Задания:
1 > Согласно тексту о распаде советской системы, в каком году вышла книга Джона Мэтлока «Аутопсия одной империи»?
2 > Выведите без изменений фрагмент текста о распаде советской системы, начиная со слов «Так, например, профессор» и продолжая до слов «Волконогов и др.» включительно.

Текст документа:

5) о «недостаточной демократии» и «сверхцентрализации» советской системы;

6) о решающей роли «фактора Горбачева».

Неоценимый вклад в работу по составлению представленной выше классификации принадлежит материалам и объяснениям к ним, содержащимся в книге Девида Котца и Фреда Виэра «Революция сверху. Разрушение советской системы».

Нам хотелось бы верить, что сам угол рассмотрения, подхода и окончательной формулировки каждой из этих концепций, равно как и имеющейся критики в их адрес, могут существенным образом дополнить общую картину подлинного хода происшедших событий.

* * *

На следующих страницах нашей книги мы попробуем подвести некоторые итоги насчет того, чем конкретно проделанные нами исследования и обобщения расширяют объем знаний в этом направлении. Вместе с тем мы не намерены пристрастно оспаривать или подвергать голословным сомнениям правомерность существования любой из уже существующих концепций.

1. Сторонники первой из указанных выше категорий взглядов и теорий, как правило, считают, что причинами разрушения и развала социалистической системы являются ошибки «генетического плана», связанные с самим моментом ее зарождения. По их убеждению, социализм в СССР появился якобы на «незаконной» основе. В силу этого он так никогда и не смог существовать и функционировать полнокровным образом, поскольку изначально противостоял самой природе человека и экономическим механизмам так называемого «свободного рынка».

Так, например, профессор Колумбийского университета и бывший посол США в СССР с 1987 до 1991 года Джон Мэтлок пишет в своей книге «Аутопсия одной империи» (1995) следующее: «Социализм, как его видел и определил Ленин, был обречен еще с самого своего начала, поскольку строился на ошибочном понимании самой сути природы человека». В разных вариациях подобные взгляды разделяют такие исследователи, как Мартин Маллай, Ричард Пайпс и др. (в сборнике под редакцией Уолтера Лаккера «Неудавшаяся мечта», 1994 г.), Александр Даллин в «Причинах краха СССР» (напечатанной в 8-м выпуске за 1992 г. обзорного издания «Постсоветские проблемы»), Дмитрий Волконогов и др.

Разумеется, как у любой реально существующей и действующей системы, у советской тоже были проблемы и недостатки, требующие верных решений своего исправления. Некоторые из них действительно были связаны с системой централизованного экономического планирования. К 1985 году такими являлись, например, недостаточное количество и качество некоторых видов товаров широкого потребления, спад производительности труда и рационализаторства, замедление темпов внедрения компьютеров и других достижений науки и техники, рост и распространение коррупции и незаконных частных способов наживы денег.

Записи данных:
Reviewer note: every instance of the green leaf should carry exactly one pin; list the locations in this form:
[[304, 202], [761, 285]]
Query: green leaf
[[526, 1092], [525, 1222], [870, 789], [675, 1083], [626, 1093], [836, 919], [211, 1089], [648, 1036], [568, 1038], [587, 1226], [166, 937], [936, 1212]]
* * *
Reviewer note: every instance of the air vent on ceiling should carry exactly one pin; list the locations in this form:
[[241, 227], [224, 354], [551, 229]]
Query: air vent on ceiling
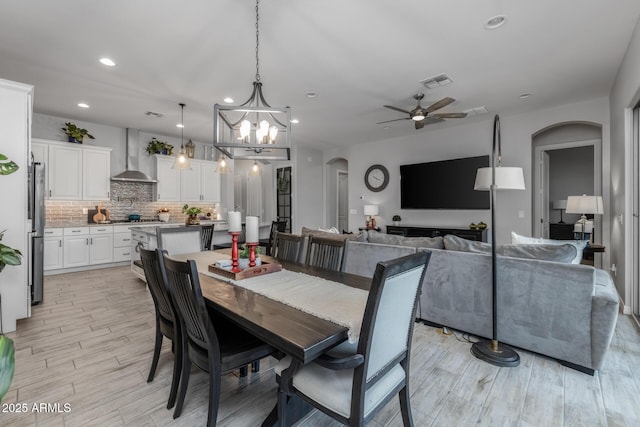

Ответы по заданиям:
1 > В 1995 году.

2 >
Так, например, профессор Колумбийского университета и бывший посол США в СССР с 1987 до 1991 года Джон Мэтлок пишет в своей книге «Аутопсия одной империи» (1995) следующее: «Социализм, как его видел и определил Ленин, был обречен еще с самого своего начала, поскольку строился на ошибочном понимании самой сути природы человека». В разных вариациях подобные взгляды разделяют такие исследователи, как Мартин Маллай, Ричард Пайпс и др. (в сборнике под редакцией Уолтера Лаккера «Неудавшаяся мечта», 1994 г.), Александр Даллин в «Причинах краха СССР» (напечатанной в 8-м выпуске за 1992 г. обзорного издания «Постсоветские проблемы»), Дмитрий Волконогов и др.